- [Instructions to follow]:
Print the passage about Johnson's summer job as a garbage man in full, word for word.

- [Supplied passage]:
· · · ·

Johnson collected his first professional dollar at age 17 for his drawings. He published hundreds of illustrations, some for his high school newspaper, others for the Chicago Tribune, and ultimately curated a collection of drawings of the racially satirical variety in Black Humor.

 

But any earnings he got from his drawings were a far cry from covering all the tuition and fees of college education. So when Johnson came back to Evanston for the summer, he needed money. His father, the most moral man he’s ever known, found him a job.

 

Johnson’s father spoke quietly but with conviction.

 

“You should set your clock early.”

 

“Why?” The 19-year-old Johnson was skeptical.

 

“Because you have a job.”

 

“Oh? What’s this job?”

 

“You’re going to be a garbage man.”

 

Johnson’s father worked for the city of Evanston as a night watchman. The city also hired students over the summer as garbage men.

 

“He just walked down the hallway and signed me up.”

 

And for two years, Johnson worked with the mingled smells of his own sweat and residential refuse under the summer sun.

· · · ·

- [Data excerpts]:
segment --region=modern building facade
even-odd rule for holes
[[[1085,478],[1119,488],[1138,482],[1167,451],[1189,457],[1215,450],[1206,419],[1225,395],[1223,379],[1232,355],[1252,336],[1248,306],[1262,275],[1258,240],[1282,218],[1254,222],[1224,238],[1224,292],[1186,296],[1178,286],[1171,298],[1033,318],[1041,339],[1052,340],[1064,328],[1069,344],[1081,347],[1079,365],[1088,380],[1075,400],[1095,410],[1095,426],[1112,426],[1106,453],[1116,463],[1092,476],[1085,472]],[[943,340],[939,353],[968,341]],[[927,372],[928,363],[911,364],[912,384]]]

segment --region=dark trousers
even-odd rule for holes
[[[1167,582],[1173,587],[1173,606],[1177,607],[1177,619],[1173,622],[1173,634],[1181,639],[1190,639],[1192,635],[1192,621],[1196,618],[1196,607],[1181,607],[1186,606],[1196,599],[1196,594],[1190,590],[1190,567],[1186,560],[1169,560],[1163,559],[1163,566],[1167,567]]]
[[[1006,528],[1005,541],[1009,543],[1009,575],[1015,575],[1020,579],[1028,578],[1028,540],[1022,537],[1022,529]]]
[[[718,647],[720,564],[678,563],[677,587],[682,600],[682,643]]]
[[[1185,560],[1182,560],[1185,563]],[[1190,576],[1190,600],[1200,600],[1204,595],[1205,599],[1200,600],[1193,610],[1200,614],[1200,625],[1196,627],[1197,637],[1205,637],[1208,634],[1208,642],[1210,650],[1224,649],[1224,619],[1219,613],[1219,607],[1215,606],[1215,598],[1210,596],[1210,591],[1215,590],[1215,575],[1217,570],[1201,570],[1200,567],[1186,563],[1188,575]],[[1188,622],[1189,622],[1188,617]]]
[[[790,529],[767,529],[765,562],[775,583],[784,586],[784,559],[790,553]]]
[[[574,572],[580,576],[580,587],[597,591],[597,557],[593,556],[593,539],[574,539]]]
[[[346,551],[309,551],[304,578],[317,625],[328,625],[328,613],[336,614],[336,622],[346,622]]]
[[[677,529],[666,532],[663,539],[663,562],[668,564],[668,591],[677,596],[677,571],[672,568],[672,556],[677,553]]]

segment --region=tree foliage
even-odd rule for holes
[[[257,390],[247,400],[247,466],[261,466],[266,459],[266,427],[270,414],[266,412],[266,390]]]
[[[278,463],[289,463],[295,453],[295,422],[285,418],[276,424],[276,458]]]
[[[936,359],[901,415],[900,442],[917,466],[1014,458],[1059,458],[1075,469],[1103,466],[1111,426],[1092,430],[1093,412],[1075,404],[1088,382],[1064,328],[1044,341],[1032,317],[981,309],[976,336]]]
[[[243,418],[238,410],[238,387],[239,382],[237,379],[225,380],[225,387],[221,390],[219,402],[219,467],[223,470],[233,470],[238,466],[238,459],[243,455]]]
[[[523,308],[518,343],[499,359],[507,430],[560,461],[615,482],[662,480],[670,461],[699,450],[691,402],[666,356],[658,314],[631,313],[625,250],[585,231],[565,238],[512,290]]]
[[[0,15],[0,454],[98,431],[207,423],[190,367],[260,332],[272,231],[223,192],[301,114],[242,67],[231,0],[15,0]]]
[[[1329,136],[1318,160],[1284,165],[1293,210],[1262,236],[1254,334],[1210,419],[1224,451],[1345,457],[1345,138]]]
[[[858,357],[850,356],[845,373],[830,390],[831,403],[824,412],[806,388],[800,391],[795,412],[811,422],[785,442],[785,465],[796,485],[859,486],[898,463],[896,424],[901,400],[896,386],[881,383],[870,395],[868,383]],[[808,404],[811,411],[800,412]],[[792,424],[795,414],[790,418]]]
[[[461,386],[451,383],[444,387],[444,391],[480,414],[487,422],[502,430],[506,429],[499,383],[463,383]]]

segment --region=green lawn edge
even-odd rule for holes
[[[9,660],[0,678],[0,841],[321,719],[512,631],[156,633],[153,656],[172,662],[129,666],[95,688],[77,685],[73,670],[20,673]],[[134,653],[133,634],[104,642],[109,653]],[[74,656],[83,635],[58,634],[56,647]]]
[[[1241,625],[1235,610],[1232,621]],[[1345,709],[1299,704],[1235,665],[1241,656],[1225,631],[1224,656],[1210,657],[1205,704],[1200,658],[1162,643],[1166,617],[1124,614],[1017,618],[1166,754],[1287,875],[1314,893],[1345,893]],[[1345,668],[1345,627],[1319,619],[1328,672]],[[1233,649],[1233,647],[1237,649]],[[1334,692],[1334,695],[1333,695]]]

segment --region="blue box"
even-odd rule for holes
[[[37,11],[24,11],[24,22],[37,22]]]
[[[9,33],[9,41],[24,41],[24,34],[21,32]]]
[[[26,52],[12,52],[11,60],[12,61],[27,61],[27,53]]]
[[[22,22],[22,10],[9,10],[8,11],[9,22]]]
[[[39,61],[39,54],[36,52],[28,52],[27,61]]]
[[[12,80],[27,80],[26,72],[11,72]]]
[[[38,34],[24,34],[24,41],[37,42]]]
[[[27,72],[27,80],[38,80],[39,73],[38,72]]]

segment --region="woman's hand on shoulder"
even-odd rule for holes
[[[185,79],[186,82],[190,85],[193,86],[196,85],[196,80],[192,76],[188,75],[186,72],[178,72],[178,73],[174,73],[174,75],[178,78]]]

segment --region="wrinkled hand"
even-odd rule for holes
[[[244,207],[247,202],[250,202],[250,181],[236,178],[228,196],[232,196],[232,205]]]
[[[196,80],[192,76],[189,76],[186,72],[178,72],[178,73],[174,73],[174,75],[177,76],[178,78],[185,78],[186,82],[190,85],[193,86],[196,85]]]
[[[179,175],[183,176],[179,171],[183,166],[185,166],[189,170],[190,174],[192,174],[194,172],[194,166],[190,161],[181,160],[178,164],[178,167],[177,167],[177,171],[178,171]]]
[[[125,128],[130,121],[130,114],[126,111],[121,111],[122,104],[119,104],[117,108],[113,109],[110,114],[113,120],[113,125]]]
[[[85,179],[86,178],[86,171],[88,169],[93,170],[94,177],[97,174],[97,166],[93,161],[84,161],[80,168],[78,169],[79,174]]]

· · · ·

- [Reply]:
Johnson collected his first professional dollar at age 17 for his drawings. He published hundreds of illustrations, some for his high school newspaper, others for the Chicago Tribune, and ultimately curated a collection of drawings of the racially satirical variety in Black Humor.

 

But any earnings he got from his drawings were a far cry from covering all the tuition and fees of college education. So when Johnson came back to Evanston for the summer, he needed money. His father, the most moral man he’s ever known, found him a job.

 

Johnson’s father spoke quietly but with conviction.

 

“You should set your clock early.”

 

“Why?” The 19-year-old Johnson was skeptical.

 

“Because you have a job.”

 

“Oh? What’s this job?”

 

“You’re going to be a garbage man.”

 

Johnson’s father worked for the city of Evanston as a night watchman. The city also hired students over the summer as garbage men.

 

“He just walked down the hallway and signed me up.”

 

And for two years, Johnson worked with the mingled smells of his own sweat and residential refuse under the summer sun.